● Problem statement: Retype the tail of the data exactly, starting at the line containing "Target: union jack tail design" and stopping at the last line.

(Named object pointing entries)
········
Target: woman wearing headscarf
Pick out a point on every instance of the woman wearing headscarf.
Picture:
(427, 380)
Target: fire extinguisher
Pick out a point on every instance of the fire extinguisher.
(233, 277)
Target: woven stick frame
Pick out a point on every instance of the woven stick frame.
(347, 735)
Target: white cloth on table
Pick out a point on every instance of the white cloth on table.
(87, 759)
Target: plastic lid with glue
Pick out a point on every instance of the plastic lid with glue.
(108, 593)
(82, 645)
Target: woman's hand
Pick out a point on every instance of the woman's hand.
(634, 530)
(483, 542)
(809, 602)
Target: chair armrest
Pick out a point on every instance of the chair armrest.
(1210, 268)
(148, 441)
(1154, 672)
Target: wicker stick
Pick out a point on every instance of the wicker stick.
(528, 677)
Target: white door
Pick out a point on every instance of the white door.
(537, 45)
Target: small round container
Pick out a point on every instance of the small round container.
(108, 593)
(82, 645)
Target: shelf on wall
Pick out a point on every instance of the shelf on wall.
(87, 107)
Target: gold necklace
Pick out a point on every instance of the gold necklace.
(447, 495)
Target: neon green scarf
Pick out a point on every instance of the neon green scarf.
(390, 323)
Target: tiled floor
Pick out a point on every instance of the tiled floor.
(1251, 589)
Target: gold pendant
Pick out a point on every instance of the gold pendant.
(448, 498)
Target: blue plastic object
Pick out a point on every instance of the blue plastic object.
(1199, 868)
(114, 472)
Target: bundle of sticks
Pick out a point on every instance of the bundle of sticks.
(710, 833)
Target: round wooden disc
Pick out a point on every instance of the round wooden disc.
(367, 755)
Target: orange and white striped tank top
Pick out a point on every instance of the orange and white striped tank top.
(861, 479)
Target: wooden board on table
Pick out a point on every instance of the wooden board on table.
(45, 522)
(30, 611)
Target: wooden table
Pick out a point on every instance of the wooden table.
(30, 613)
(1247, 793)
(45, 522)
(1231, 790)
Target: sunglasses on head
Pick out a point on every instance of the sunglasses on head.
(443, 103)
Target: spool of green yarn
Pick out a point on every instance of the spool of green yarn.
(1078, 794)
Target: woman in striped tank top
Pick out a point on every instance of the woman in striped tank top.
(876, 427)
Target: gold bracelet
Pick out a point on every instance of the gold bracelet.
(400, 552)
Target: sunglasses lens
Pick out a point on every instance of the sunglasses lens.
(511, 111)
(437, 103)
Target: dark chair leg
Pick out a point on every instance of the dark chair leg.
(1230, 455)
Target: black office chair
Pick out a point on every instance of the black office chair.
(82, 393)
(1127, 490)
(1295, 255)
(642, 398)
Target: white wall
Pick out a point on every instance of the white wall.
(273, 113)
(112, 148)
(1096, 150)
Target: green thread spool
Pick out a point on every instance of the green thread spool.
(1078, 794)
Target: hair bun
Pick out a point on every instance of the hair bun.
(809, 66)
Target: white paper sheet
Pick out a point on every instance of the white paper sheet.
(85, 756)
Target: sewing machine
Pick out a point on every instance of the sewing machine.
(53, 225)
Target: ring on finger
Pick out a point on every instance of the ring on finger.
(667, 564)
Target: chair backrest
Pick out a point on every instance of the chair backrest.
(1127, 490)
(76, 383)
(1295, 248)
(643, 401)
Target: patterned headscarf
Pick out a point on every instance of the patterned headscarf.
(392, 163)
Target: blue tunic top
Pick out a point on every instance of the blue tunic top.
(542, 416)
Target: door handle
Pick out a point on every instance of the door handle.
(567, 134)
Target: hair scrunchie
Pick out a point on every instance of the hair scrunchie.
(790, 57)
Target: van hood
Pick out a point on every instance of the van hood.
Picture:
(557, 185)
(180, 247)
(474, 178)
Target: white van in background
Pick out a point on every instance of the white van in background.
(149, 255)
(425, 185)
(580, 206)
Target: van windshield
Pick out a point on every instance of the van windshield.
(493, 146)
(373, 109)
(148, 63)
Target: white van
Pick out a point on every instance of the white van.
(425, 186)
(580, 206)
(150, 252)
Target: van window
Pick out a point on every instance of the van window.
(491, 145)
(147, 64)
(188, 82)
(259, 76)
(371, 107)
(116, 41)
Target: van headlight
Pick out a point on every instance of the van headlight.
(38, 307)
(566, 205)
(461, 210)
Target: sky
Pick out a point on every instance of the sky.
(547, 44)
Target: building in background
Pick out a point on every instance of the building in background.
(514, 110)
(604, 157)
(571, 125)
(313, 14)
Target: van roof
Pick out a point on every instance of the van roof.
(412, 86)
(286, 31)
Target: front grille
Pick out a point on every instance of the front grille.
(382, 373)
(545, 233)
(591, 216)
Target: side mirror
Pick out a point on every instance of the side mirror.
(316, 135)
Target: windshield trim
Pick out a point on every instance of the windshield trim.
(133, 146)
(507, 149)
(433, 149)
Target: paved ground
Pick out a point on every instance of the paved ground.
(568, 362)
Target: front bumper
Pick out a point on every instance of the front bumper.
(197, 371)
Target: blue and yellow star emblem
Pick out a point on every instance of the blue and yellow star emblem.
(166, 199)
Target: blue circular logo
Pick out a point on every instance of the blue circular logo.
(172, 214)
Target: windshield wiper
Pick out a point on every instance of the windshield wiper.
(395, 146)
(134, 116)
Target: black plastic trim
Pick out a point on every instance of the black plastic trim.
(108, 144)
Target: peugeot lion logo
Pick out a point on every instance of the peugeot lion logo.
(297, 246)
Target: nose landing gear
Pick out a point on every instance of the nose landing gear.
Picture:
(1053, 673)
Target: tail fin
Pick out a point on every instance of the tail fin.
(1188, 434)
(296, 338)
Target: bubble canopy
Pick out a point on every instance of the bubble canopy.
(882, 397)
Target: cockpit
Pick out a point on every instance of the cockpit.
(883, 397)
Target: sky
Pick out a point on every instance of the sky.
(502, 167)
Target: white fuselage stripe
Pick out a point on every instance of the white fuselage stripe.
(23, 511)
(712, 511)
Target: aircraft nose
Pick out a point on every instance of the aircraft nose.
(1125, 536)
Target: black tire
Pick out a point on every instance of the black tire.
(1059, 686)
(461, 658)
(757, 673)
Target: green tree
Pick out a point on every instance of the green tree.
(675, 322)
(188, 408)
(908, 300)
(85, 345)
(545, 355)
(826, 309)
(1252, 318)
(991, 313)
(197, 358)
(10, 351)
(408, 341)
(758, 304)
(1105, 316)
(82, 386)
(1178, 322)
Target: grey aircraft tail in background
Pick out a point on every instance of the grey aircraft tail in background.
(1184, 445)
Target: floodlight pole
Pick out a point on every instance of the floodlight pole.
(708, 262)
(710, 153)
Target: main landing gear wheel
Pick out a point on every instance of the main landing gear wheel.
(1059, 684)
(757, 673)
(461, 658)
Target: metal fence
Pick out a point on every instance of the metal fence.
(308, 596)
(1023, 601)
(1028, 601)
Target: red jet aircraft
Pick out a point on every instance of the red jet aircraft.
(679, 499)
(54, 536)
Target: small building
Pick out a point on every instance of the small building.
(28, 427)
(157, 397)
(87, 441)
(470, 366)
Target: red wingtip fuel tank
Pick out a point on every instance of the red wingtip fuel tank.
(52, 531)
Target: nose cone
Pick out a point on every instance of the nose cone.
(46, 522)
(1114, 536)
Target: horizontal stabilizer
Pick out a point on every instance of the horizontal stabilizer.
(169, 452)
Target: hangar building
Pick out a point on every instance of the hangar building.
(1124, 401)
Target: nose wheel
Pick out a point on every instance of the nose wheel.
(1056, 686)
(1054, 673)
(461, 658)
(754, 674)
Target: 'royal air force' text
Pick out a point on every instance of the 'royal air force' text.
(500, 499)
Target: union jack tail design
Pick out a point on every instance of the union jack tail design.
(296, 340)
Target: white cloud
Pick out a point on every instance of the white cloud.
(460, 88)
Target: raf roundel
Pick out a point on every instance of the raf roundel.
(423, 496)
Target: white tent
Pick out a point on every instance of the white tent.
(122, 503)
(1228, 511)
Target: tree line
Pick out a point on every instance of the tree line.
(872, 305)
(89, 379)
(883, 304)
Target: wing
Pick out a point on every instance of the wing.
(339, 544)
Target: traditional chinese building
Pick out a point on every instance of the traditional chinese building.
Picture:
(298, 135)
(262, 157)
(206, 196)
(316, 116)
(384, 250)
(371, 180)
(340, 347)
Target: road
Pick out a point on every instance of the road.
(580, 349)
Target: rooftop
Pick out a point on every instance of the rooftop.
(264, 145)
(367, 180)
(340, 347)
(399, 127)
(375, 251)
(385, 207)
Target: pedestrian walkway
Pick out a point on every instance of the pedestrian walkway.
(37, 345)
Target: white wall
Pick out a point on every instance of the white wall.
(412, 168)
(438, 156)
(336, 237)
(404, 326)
········
● The response:
Target: union jack tail design
Pick out a point on every instance of the union jack tail design.
(296, 340)
Target: white cloud
Pick out a point on every instance of the white cloud.
(460, 88)
Target: raf roundel
Pick out a point on every instance of the raf roundel.
(423, 496)
Target: white tent
Pick out a point on every instance of the white tent.
(122, 503)
(1228, 511)
Target: tree line
Pick out a point on every instance of the tree line.
(872, 305)
(89, 379)
(883, 304)
Target: wing
Pick out a point on every instance of the wing.
(339, 544)
Target: traditional chinese building
Pick out a point on every instance of the traditional chinese building.
Picture:
(298, 135)
(262, 157)
(206, 196)
(316, 116)
(384, 250)
(371, 180)
(340, 347)
Target: road
Pick out a point on every instance of the road.
(580, 349)
Target: rooftop
Pick out a point on every instance of the rooftop.
(264, 145)
(367, 180)
(340, 347)
(399, 127)
(375, 251)
(385, 207)
Target: pedestrian walkway
Pick out a point on every instance of the pedestrian walkway.
(37, 345)
Target: white wall
Pick out a point on every instance of the white wall.
(412, 168)
(438, 156)
(336, 237)
(404, 326)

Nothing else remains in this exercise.